══ Passage shown

PACENation, a national nonprofit supporting PACE advocacy and market research, reported at the end of 2016 that about 1,000 Pace-funded projects have been completed in the commercial sector, with a combined value of $335 million. PACE financing is available for almost any property type, except government-owned buildings. PACE projects have been financed across the entire spectrum of commercial properties, including multifamily, hospitality, office, retail, medical and industrial.

A PACE-financed project involves a variety of stakeholders, including the building owner/developer, contractors, the lender and local improvement districts — which typically issue bonds to cover the costs of the PACE energy-efficiency upgrades, and investors are then paid back over time through the property special assessments. Each state has its own requirements and, often, the local PACE improvement district does as well.

The lender also must approve the use of PACE financing on a project, given it affects the lender’s lien status on financing the property. An energy audit of the property also must be completed. The audit may be a simple calculation of savings, or it could involve a far more extensive study of the property.

════

| Problem set |
A – Echo the PACE financing passage word for word, everything from "The lender also" down to "of the property.".
B – Proceed with the passage on PACE financing, picking up after its final sentence.

══ Source material

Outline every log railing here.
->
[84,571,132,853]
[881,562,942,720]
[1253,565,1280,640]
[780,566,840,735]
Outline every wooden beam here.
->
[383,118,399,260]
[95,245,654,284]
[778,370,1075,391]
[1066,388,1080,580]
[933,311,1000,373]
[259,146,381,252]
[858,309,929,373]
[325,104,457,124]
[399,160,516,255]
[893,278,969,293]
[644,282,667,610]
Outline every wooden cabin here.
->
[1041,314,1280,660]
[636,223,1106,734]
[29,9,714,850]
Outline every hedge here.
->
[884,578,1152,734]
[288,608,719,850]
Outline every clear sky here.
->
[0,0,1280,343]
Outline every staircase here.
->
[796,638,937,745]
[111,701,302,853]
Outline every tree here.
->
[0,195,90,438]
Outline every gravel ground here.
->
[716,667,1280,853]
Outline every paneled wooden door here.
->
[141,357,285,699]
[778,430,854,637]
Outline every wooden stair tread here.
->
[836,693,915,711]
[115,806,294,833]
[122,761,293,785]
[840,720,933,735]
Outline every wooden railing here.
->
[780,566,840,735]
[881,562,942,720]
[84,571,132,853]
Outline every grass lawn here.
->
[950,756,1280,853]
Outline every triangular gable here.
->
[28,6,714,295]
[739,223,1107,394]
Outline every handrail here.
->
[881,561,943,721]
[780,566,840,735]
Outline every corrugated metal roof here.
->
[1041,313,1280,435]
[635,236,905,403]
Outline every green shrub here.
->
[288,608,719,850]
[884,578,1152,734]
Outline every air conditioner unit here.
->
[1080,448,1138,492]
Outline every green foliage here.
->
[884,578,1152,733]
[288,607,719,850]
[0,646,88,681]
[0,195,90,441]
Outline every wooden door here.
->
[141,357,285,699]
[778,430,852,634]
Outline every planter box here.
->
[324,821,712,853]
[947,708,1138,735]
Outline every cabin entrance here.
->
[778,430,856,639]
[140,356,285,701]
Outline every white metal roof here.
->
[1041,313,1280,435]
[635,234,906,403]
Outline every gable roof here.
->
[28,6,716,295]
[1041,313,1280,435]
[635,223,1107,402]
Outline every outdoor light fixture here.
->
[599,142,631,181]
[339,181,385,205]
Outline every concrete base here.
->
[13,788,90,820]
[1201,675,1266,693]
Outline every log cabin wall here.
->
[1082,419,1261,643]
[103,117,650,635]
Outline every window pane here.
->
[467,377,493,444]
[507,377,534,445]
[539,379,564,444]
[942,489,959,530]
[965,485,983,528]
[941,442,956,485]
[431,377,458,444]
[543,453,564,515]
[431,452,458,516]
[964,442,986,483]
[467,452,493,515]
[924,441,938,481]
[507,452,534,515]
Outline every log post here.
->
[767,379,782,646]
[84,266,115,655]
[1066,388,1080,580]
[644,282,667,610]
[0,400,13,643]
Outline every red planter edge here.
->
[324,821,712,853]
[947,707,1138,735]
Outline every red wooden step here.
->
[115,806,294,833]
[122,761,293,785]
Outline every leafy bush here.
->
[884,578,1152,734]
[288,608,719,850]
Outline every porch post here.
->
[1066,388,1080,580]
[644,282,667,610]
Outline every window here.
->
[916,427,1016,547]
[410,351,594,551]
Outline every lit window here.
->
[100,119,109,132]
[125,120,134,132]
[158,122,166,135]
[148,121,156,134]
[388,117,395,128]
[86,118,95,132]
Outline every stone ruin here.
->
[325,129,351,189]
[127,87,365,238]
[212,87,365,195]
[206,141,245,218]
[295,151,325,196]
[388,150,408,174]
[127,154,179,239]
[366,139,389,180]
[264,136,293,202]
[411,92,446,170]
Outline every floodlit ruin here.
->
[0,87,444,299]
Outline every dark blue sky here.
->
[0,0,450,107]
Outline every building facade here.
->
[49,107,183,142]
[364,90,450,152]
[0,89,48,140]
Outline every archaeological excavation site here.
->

════

| Results of the exercise |
A –
The lender also must approve the use of PACE financing on a project, given it affects the lender’s lien status on financing the property. An energy audit of the property also must be completed. The audit may be a simple calculation of savings, or it could involve a far more extensive study of the property.

B –
•  •  •

PACE financing is a relatively new program in many states that is designed to assist building owners and developers in upgrading new or existing buildings to advance environmental sustainability and achieve energy-cost savings. PACE has many attractive characteristics for commercial real estate transactions.

It is a tool that can be used in renovation, redevelopment or new construction projects. Whether a project needs to reduce the cost of capital, cover a gap in the loan-to-value ratio or involves replacing old equipment to increase cash flow, PACE can be a financing option. It is a valuable tool for commercial brokers working to make sure a deal comes to fruition.